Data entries
________________

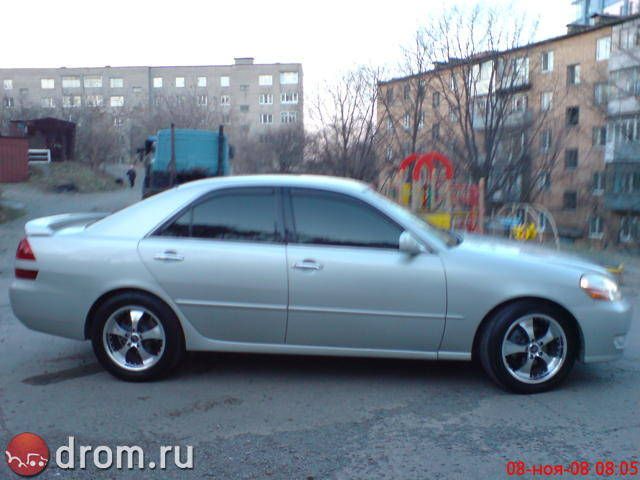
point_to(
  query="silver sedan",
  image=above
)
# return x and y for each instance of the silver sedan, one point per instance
(308, 265)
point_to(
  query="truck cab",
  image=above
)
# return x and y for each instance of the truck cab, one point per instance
(176, 156)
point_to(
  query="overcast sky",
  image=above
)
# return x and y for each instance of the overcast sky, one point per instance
(327, 37)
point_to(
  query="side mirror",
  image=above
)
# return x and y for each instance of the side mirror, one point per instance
(409, 244)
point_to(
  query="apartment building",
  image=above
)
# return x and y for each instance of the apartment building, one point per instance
(586, 9)
(248, 97)
(574, 100)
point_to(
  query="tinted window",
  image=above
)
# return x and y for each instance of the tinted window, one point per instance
(249, 215)
(332, 219)
(179, 228)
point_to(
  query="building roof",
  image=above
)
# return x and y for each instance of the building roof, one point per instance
(486, 55)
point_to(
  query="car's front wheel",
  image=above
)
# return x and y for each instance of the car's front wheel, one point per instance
(528, 347)
(136, 337)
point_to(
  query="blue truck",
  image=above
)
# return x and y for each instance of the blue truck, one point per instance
(176, 156)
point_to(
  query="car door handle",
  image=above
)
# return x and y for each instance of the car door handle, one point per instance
(168, 256)
(307, 265)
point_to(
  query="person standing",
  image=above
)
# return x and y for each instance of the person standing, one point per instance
(131, 174)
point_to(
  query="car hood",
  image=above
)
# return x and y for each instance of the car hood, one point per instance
(527, 252)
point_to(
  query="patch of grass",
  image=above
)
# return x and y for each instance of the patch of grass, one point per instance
(7, 213)
(75, 176)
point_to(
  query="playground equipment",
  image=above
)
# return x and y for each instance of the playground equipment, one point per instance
(526, 222)
(424, 183)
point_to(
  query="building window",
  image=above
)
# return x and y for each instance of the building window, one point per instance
(547, 62)
(265, 80)
(573, 116)
(406, 92)
(520, 71)
(599, 138)
(435, 132)
(454, 113)
(71, 101)
(389, 95)
(288, 117)
(571, 159)
(265, 99)
(47, 83)
(598, 183)
(288, 78)
(71, 82)
(570, 200)
(47, 102)
(544, 181)
(628, 229)
(573, 74)
(116, 101)
(436, 99)
(95, 101)
(546, 101)
(595, 228)
(520, 102)
(600, 93)
(289, 98)
(603, 48)
(93, 81)
(545, 140)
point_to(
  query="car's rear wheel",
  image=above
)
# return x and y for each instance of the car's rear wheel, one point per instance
(528, 347)
(137, 337)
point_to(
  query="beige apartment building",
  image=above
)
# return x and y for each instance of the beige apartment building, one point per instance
(573, 104)
(248, 97)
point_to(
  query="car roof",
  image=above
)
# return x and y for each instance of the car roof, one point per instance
(283, 180)
(140, 218)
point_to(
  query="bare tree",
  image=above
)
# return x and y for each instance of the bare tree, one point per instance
(346, 144)
(464, 91)
(282, 150)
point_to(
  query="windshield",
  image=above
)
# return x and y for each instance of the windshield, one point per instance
(450, 239)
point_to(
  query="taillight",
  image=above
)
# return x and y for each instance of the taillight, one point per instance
(26, 274)
(25, 252)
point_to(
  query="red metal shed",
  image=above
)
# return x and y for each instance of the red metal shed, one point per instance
(14, 159)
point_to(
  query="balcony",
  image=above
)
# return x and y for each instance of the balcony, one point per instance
(512, 120)
(622, 152)
(622, 187)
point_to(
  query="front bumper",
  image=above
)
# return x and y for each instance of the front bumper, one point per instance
(604, 328)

________________

Restate the records above in full and word for word, but do not carry over any pictures.

ANSWER BOX -
point_to(
  query="silver sedan",
  image=above
)
# return x and y for each instance of the silver sedan, one point per instance
(308, 265)
point_to(
  query="truck cab",
  image=above
)
# return x and y for each instance of the truck cab, one point per instance
(176, 156)
point_to(
  query="overcast sky",
  image=above
)
# return x and y for each instance of the overcast sky, one point per instance
(327, 37)
point_to(
  query="side mirror",
  image=above
)
# return x and y for each instance of the side mirror, one point per instance
(409, 244)
point_to(
  query="apartment building",
  image=above
)
# return x and y for each instance of the apartment building, one point per instance
(586, 9)
(248, 97)
(574, 100)
point_to(
  query="tinted window",
  image=above
)
# return x and y for each instance of the tinted window, one point per instance
(249, 215)
(332, 219)
(179, 228)
point_to(
  query="building roof",
  image=above
)
# return x and y for each instance of the building roof, one point per instance
(486, 55)
point_to(
  query="car's front wheel",
  image=above
)
# return x and y for each instance of the car's front wheel, one point per instance
(528, 347)
(136, 337)
point_to(
  query="blue truck",
  image=above
)
# return x and y for each instance of the blue truck, one point per instance
(176, 156)
point_to(
  query="car door handle",
  image=above
)
# return x and y for each instance of the car door handle, one point per instance
(168, 256)
(307, 265)
point_to(
  query="person standing",
  image=above
)
# return x and y for each instance of the person standing, one point per instance
(131, 174)
point_to(
  query="car hood",
  image=above
)
# return x and y for each instance of the car hood, one point per instance
(527, 252)
point_to(
  query="patch of grass",
  image=above
)
# return x and y for each instance of the patch of grass, one point per instance
(7, 213)
(75, 176)
point_to(
  query="playground equipment",
  image=above
)
# return x and y for each instance of the playground equipment, one point per instance
(526, 222)
(424, 183)
point_to(
  query="building window",
  image=above
)
# return x and y for each instance of the building window, one point per instance
(547, 62)
(265, 80)
(573, 116)
(406, 92)
(520, 71)
(599, 138)
(435, 132)
(454, 113)
(71, 101)
(389, 95)
(288, 117)
(571, 159)
(265, 99)
(47, 83)
(598, 183)
(288, 78)
(71, 82)
(570, 200)
(47, 102)
(544, 181)
(628, 229)
(573, 74)
(116, 101)
(436, 99)
(95, 101)
(546, 101)
(595, 228)
(520, 102)
(600, 93)
(289, 98)
(603, 48)
(93, 81)
(545, 140)
point_to(
  query="car's rear wheel",
  image=above
)
# return x and y for each instance of the car's rear wheel, one point per instance
(528, 347)
(137, 337)
point_to(
  query="beige apartment building",
  image=above
)
# return x and y for each instance of the beige apartment building, one point per instance
(573, 104)
(248, 97)
point_to(
  query="car roof",
  image=above
)
# return x and y for each instance of the car roof, one point per instance
(283, 180)
(140, 218)
point_to(
  query="bare tree",
  image=above
)
# return x and y for each instance of the bare tree, one point per instance
(346, 144)
(464, 91)
(282, 150)
point_to(
  query="windshield",
  image=above
)
# return x and y for each instance of the windshield, one point per instance
(450, 239)
point_to(
  query="taillight",
  image=above
)
# return x and y for each instance of the taillight, one point per instance
(26, 274)
(25, 252)
point_to(
  query="red metal shed",
  image=above
)
# return x and y for each instance of the red metal shed, one point per instance
(14, 159)
point_to(
  query="balcony",
  image=above
)
# return x and y for each instance of the balcony, one point per instance
(512, 120)
(622, 152)
(622, 187)
point_to(
  query="front bumper",
  image=above
)
# return x and y for each instance of the front bumper, one point per instance
(604, 328)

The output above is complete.